== Stored rows
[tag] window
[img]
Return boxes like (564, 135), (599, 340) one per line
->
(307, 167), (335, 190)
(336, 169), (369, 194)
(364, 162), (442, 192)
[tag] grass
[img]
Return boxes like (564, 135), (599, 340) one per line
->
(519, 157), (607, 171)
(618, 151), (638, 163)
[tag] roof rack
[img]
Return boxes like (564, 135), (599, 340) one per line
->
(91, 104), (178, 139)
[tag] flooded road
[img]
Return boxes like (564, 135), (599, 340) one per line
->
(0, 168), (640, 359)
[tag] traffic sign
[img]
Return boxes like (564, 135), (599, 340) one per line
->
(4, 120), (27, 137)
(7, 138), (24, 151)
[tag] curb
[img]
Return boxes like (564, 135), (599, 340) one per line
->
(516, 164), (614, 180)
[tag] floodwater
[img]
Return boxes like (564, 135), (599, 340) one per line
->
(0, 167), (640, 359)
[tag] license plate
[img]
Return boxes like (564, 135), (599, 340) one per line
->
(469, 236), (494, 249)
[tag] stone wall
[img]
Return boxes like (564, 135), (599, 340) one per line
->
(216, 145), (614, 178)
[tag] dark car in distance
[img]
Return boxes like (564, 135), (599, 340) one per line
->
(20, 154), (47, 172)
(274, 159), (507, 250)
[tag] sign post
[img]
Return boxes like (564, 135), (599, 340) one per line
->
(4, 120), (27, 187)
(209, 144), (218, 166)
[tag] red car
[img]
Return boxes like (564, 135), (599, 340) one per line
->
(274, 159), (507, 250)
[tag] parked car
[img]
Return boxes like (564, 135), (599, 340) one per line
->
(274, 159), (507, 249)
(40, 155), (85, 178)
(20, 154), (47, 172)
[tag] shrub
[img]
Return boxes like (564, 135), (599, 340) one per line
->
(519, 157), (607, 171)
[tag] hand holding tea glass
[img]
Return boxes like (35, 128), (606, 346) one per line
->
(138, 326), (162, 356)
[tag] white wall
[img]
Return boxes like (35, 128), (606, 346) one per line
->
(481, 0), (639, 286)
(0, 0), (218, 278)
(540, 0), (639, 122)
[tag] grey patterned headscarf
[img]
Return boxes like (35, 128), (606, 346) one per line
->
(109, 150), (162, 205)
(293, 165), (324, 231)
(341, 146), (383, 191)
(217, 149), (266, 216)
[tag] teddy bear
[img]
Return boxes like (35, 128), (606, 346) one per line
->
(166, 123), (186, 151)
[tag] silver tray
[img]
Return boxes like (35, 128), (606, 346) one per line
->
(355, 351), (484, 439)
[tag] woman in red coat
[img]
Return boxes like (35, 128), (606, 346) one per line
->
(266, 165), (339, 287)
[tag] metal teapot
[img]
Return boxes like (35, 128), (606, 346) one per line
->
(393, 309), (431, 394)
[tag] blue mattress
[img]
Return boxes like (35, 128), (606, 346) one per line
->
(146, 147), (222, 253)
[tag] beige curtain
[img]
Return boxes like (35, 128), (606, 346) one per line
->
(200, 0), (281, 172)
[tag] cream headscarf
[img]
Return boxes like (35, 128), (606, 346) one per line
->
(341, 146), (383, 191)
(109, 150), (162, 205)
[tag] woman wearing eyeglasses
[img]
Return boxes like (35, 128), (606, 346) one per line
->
====
• Task prompt
Quote all the records. Keep every word exact.

• Output for this exercise
[tag] window
[img]
Return boxes like (564, 135), (599, 340) one per line
->
(307, 167), (335, 190)
(336, 169), (369, 194)
(364, 162), (442, 192)
[tag] grass
[img]
Return boxes like (564, 135), (599, 340) one per line
->
(519, 157), (607, 171)
(618, 151), (638, 163)
[tag] roof rack
[img]
Return boxes like (564, 135), (599, 340) one per line
->
(91, 104), (178, 139)
[tag] flooded road
[img]
Return boxes like (564, 135), (599, 340) one per line
->
(0, 168), (640, 359)
[tag] traffic sign
[img]
Return boxes like (564, 135), (599, 340) one per line
->
(4, 120), (27, 137)
(7, 138), (24, 151)
[tag] curb
[img]
Return boxes like (564, 135), (599, 340) one per line
->
(516, 164), (614, 180)
[tag] floodwater
[img]
Return boxes like (564, 135), (599, 340) one per line
->
(0, 167), (640, 359)
[tag] license plate
[img]
Return boxes like (564, 135), (599, 340) one per line
->
(469, 236), (494, 249)
[tag] stone wall
[img]
Return boxes like (564, 135), (599, 340) one per line
->
(216, 145), (614, 178)
[tag] dark car in distance
[img]
Return boxes like (564, 135), (599, 340) one per line
->
(20, 154), (47, 172)
(274, 159), (507, 250)
[tag] sign post
[img]
Return boxes like (564, 135), (599, 340) one per line
->
(4, 120), (27, 187)
(209, 144), (218, 166)
[tag] red car
[img]
Return boxes like (564, 135), (599, 340) one per line
->
(274, 159), (507, 250)
[tag] parked car
[img]
Return boxes like (564, 135), (599, 340) one per line
->
(274, 159), (507, 249)
(40, 155), (85, 178)
(20, 154), (47, 172)
[tag] shrub
[img]
Return boxes like (564, 135), (599, 340) one per line
->
(519, 157), (607, 171)
[tag] hand holding tea glass
[img]
Return boxes like (35, 128), (606, 346) one per line
->
(138, 326), (162, 356)
[tag] white wall
[img]
Return boxes like (35, 128), (606, 346) one per line
->
(481, 0), (639, 286)
(0, 0), (218, 278)
(540, 0), (639, 122)
[tag] grey patterned headscarf
[img]
Return boxes like (35, 128), (606, 346) one per line
->
(109, 150), (162, 205)
(293, 165), (324, 231)
(341, 146), (383, 191)
(217, 149), (266, 216)
[tag] teddy bear
[img]
Return boxes like (35, 128), (606, 346) one per line
->
(166, 123), (186, 151)
[tag] silver tray
[img]
Return boxes like (35, 128), (606, 346) one per line
->
(355, 351), (484, 439)
[tag] woman in red coat
[img]
Return boxes like (35, 128), (606, 346) one per line
->
(266, 165), (339, 287)
[tag] metal teapot
[img]
Return boxes like (35, 128), (606, 346) one per line
->
(393, 309), (431, 394)
[tag] blue mattress
[img]
Return boxes like (35, 128), (606, 346) one per line
->
(146, 147), (222, 253)
[tag] beige curtain
[img]
Return boxes like (35, 128), (606, 346) one per line
->
(200, 0), (281, 172)
[tag] cream headscarf
[img]
Return boxes like (35, 128), (606, 346) one per line
->
(341, 146), (383, 191)
(109, 150), (162, 205)
[tag] woman wearing eyeglasses
[img]
Return boxes like (35, 128), (606, 346) one per line
->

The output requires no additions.